__WHAT YOU WILL DO__. Output every line of the data exactly as it appears.

## START DATA

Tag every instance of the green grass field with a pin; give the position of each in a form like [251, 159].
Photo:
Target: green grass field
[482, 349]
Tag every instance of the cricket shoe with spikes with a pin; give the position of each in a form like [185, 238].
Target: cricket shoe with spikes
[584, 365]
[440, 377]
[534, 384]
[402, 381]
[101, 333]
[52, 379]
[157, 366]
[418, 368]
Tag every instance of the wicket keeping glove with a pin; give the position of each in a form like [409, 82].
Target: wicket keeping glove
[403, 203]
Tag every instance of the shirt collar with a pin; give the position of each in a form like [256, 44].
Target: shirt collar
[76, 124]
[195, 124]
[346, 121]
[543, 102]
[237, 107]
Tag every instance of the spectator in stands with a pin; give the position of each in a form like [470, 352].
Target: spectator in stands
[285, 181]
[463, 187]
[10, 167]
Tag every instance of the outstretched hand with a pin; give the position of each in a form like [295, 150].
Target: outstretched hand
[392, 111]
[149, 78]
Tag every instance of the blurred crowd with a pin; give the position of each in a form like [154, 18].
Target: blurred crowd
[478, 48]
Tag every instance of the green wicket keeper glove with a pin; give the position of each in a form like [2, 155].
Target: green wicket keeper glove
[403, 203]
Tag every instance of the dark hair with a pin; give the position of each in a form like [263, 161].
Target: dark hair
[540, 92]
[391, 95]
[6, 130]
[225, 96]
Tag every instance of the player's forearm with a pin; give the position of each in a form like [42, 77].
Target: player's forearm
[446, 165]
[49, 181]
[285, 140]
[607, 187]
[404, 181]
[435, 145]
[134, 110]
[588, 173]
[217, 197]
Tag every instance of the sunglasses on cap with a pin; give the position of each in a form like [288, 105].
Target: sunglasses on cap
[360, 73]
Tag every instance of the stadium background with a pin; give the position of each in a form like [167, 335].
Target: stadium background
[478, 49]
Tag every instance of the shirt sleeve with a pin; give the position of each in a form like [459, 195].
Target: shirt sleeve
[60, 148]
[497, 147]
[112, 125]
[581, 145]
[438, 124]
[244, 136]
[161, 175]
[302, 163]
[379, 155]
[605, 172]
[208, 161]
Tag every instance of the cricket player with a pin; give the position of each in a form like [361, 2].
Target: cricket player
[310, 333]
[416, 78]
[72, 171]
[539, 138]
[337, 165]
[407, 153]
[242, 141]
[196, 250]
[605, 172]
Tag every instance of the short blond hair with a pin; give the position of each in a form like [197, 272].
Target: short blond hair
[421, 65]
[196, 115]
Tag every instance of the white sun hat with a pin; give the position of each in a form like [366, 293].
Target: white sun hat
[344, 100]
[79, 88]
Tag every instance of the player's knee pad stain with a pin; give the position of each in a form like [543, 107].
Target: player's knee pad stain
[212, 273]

## END DATA

__COMPLETED EXERCISE__.
Tag every instance of the green grass field with a pin; give the position of each in a form like [251, 159].
Photo:
Target: green grass field
[482, 349]
Tag every instance of the cricket shoe with spikes with a pin; give the position of each in a form like [185, 238].
Target: cricket shoe with spikes
[584, 365]
[440, 377]
[534, 384]
[402, 381]
[101, 333]
[52, 379]
[157, 366]
[418, 368]
Tag every instance of the wicket keeping glove with a pin; give the position of each in a form like [409, 82].
Target: wicket keeping glove
[403, 203]
Tag every instance of the shirt collar with a pin; give the position of each in a form like [256, 44].
Target: shirt collar
[76, 124]
[195, 124]
[346, 121]
[543, 102]
[237, 107]
Tag every instance of the spectator in stands with a pin; give the position of each in a form like [470, 352].
Target: spectator in stands
[285, 181]
[463, 187]
[10, 167]
Tag every instance of the outstretched hand with a pin; give the position of each in a form like [295, 150].
Target: outstretched hand
[392, 111]
[149, 78]
Tag every instance of the blurred crowd with a pin; give the position of each in a form like [154, 18].
Target: blurred crowd
[478, 48]
Tag every instance of the green wicket keeper glove with a pin; give the position of each in a form like [2, 155].
Target: green wicket keeper glove
[403, 203]
Tag every instance of the dark hair with a pin; give the position of each in a form like [263, 161].
Target: dark hair
[540, 92]
[391, 95]
[6, 130]
[225, 96]
Tag every instance of the player's forearm with a pin; give the position of each in a form like [42, 77].
Target: player's forearm
[446, 165]
[49, 181]
[285, 140]
[607, 187]
[404, 181]
[435, 145]
[134, 110]
[588, 173]
[217, 197]
Tag every instance of the sunglasses on cap with a pin; give the position of each in a form like [288, 105].
Target: sunglasses on cap
[360, 73]
Tag every instance of the stadium background with a pin; give the position of each in a form like [167, 335].
Target: stadium background
[478, 49]
Tag every instance of the shirt sleeve with a pin; give the position of each in a form like [459, 195].
Target: shirt sleeve
[60, 148]
[497, 147]
[112, 125]
[581, 145]
[438, 124]
[244, 136]
[161, 175]
[302, 163]
[379, 155]
[605, 172]
[208, 161]
Tag every instance of the cricket player with a pin; give the position of each in a form like [361, 2].
Target: cricket player
[310, 333]
[416, 78]
[72, 171]
[539, 138]
[337, 165]
[407, 153]
[242, 141]
[196, 250]
[605, 172]
Tag every instance of the short blond hair with a pin; give the position of each in a form like [197, 272].
Target: short blond hair
[421, 65]
[196, 115]
Tag every instance of the white sun hat with a pin; give the position of each in a form like [366, 293].
Target: white sun hat
[344, 100]
[79, 88]
Tag every instance of the player's knee pad stain with a pin; give the position of each in a form like [543, 107].
Target: player's knee pad stain
[212, 273]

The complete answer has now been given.